## Exercise
Copy every one of the records below verbatim, in the order given.

##############################

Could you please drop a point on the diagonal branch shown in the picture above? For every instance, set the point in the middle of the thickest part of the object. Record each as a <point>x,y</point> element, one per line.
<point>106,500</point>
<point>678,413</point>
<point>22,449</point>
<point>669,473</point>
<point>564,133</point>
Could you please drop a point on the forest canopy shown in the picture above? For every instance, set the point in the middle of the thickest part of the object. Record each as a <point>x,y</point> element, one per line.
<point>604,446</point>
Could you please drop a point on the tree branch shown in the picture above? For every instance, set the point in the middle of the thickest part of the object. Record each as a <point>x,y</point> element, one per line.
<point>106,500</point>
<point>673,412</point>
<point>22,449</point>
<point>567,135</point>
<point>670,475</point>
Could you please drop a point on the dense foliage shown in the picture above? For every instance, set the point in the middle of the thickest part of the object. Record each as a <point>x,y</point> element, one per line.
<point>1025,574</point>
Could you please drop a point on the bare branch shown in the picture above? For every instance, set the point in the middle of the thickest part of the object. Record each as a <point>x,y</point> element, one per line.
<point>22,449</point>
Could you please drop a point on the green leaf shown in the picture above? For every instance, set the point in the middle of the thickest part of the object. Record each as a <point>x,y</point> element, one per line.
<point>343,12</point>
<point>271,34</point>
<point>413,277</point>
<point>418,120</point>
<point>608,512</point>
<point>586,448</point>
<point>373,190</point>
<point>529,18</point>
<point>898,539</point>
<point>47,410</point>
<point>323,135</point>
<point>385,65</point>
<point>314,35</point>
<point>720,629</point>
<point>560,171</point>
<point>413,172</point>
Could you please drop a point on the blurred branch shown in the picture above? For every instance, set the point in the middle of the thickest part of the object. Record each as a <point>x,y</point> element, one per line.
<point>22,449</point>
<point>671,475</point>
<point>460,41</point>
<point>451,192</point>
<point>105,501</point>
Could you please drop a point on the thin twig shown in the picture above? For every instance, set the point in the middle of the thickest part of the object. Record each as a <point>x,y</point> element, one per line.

##############################

## Completed exercise
Could you please drop a point on the diagonal branch shown in the picture above? For every instance, set the point in the middle of the thickest part of the object. Record each as a <point>x,y</point> element, one per line.
<point>106,500</point>
<point>678,413</point>
<point>22,449</point>
<point>669,473</point>
<point>564,133</point>
Could you please drop a point on the forest canopy shown in the picture above? For every instance, set the point in the middle of the thickest part of the object. Record each as a <point>x,y</point> element, one per line.
<point>604,446</point>
Could you please drop a point on the tree branch shown in the picture above? For every instance, set the point in the middle of the thickest part of the object. Record each as a <point>x,y</point> element, one per line.
<point>106,500</point>
<point>673,412</point>
<point>22,449</point>
<point>567,135</point>
<point>670,475</point>
Could you please drop a point on the dense foliage shown in the picture above? For every instance, set the point in the middle of the thickest part of the object. Record each as a <point>x,y</point> element, one per line.
<point>1025,574</point>
Could you please drop a point on the bare branch shown in the picture above? For every instance, set the point in the middle of the thickest part of the object. Record each as a <point>x,y</point> element, one per line.
<point>22,449</point>
Could you please drop a point on the green leaf shown in the picture above? For every instance, set the point in the middle of the thickest part of the object. Record each as a <point>x,y</point> element, one per line.
<point>343,12</point>
<point>271,34</point>
<point>413,277</point>
<point>418,120</point>
<point>608,512</point>
<point>586,448</point>
<point>373,190</point>
<point>529,18</point>
<point>898,539</point>
<point>47,410</point>
<point>323,135</point>
<point>385,65</point>
<point>314,35</point>
<point>720,629</point>
<point>560,171</point>
<point>413,172</point>
Could you please drop a point on the blurred branch shown in the picture above? For every instance, set the point in the middle of the thickest part of the object. Record each as a <point>x,y</point> element, one per line.
<point>22,449</point>
<point>671,475</point>
<point>460,41</point>
<point>451,192</point>
<point>105,501</point>
Could you please drop a point on the thin twig shown in the picture above? For every instance, set the point in the middle of the thickest part of the object. Record each as a <point>x,y</point> element, one per line.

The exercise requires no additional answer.